Stored records:
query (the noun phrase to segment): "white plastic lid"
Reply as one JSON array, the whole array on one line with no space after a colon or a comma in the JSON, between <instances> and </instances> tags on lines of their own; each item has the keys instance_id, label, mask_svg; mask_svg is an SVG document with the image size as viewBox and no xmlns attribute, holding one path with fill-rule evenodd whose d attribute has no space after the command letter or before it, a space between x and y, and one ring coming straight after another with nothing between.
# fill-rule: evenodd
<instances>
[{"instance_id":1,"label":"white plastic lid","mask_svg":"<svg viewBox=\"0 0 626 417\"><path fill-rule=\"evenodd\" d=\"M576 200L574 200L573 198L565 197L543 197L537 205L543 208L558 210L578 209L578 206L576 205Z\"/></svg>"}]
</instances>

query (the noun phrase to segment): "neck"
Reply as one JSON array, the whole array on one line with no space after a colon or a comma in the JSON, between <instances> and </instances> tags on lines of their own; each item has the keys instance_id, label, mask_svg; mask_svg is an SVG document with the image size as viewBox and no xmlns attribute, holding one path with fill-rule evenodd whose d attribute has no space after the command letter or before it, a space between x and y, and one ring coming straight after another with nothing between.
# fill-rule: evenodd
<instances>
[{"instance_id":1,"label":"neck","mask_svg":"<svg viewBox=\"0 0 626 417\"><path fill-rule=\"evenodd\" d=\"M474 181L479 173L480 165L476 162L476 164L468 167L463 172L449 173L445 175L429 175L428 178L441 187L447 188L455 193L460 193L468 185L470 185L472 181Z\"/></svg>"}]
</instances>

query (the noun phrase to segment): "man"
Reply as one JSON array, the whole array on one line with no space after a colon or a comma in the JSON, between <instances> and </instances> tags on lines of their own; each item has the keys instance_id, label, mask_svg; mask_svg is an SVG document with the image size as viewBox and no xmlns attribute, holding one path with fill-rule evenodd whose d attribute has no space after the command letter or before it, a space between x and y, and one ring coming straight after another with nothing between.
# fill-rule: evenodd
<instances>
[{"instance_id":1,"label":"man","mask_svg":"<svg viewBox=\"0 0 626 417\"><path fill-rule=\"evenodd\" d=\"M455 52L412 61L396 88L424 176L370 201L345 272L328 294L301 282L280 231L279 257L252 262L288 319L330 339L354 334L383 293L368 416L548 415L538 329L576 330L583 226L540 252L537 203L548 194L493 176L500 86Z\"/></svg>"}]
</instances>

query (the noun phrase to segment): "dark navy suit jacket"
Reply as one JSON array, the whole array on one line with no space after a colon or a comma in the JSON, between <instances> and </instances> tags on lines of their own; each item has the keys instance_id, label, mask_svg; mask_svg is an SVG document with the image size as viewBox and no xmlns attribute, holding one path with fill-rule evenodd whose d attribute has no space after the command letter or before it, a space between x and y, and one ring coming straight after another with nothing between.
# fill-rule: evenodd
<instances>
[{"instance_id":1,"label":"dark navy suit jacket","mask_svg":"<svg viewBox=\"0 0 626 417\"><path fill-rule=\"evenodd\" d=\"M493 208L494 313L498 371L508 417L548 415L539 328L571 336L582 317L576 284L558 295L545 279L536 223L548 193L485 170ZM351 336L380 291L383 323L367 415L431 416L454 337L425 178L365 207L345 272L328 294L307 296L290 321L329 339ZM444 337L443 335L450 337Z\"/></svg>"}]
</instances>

■ **AIM OF THE TASK**
Your job here is to copy the entries above exactly.

■ **ANSWER TO THIS EXERCISE**
query (the noun phrase to segment): "white plastic lid"
Reply as one JSON array, the whole array on one line with no space after a colon or a comma in the JSON, between <instances> and </instances> tags on lines of their own; each item has the keys instance_id, label, mask_svg; mask_svg is an SVG document with the image size as viewBox and no xmlns attribute, holding one path with fill-rule evenodd whose d attribute has no space after the command letter or before it, a space between x and y, and one ring coming straight after another with nothing between.
# fill-rule: evenodd
<instances>
[{"instance_id":1,"label":"white plastic lid","mask_svg":"<svg viewBox=\"0 0 626 417\"><path fill-rule=\"evenodd\" d=\"M576 200L574 200L573 198L565 197L543 197L537 205L543 208L558 210L578 209L578 206L576 205Z\"/></svg>"}]
</instances>

query (the noun phrase to segment): "neck"
Reply as one JSON array, the whole array on one line with no space after a colon or a comma in the JSON, between <instances> and </instances> tags on lines of their own; each item has the keys instance_id, label, mask_svg; mask_svg is an SVG document with the image size as viewBox and no xmlns attribute, holding one path with fill-rule evenodd whose d attribute has no space after the command letter or before it, a space between x and y, and one ring coming straight after another with nothing between.
# fill-rule: evenodd
<instances>
[{"instance_id":1,"label":"neck","mask_svg":"<svg viewBox=\"0 0 626 417\"><path fill-rule=\"evenodd\" d=\"M474 181L479 173L480 165L476 162L476 164L468 167L463 172L449 173L445 175L429 175L428 178L441 187L447 188L455 193L460 193L468 185L470 185L472 181Z\"/></svg>"}]
</instances>

query (the noun phrase to segment): "man"
Reply as one JSON array, the whole array on one line with no space after a colon or a comma in the JSON, between <instances> and </instances> tags on lines of their own; each item has the keys instance_id, label, mask_svg; mask_svg is an SVG document with the image size as viewBox and no xmlns attribute, holding one path with fill-rule evenodd whose d attribute has no space after the command letter or before it, a space between x and y, and one ring coming straight after another with nothing between.
# fill-rule: evenodd
<instances>
[{"instance_id":1,"label":"man","mask_svg":"<svg viewBox=\"0 0 626 417\"><path fill-rule=\"evenodd\" d=\"M455 52L412 61L396 88L424 176L370 201L345 272L328 294L301 282L280 231L279 257L252 262L288 319L330 339L354 334L383 293L368 416L548 415L538 329L576 330L583 226L540 252L537 203L548 194L493 176L500 86Z\"/></svg>"}]
</instances>

query (the noun phrase to segment): "dark navy suit jacket"
Reply as one JSON array, the whole array on one line with no space after a colon or a comma in the JSON, between <instances> and </instances> tags on lines of their own; each item has the keys instance_id, label, mask_svg; mask_svg is an SVG document with the image size as viewBox and no xmlns attribute, holding one path with fill-rule evenodd whose d attribute has no space after the command letter or before it, a space between x and y, and one ring coming straight after another with nothing between.
# fill-rule: evenodd
<instances>
[{"instance_id":1,"label":"dark navy suit jacket","mask_svg":"<svg viewBox=\"0 0 626 417\"><path fill-rule=\"evenodd\" d=\"M493 208L494 313L498 371L508 417L548 415L539 328L571 336L582 317L576 284L558 295L545 279L536 223L548 193L485 170ZM351 336L380 291L383 323L367 415L431 416L454 337L425 178L365 207L345 272L328 294L307 296L290 321L329 339ZM444 337L443 335L450 337Z\"/></svg>"}]
</instances>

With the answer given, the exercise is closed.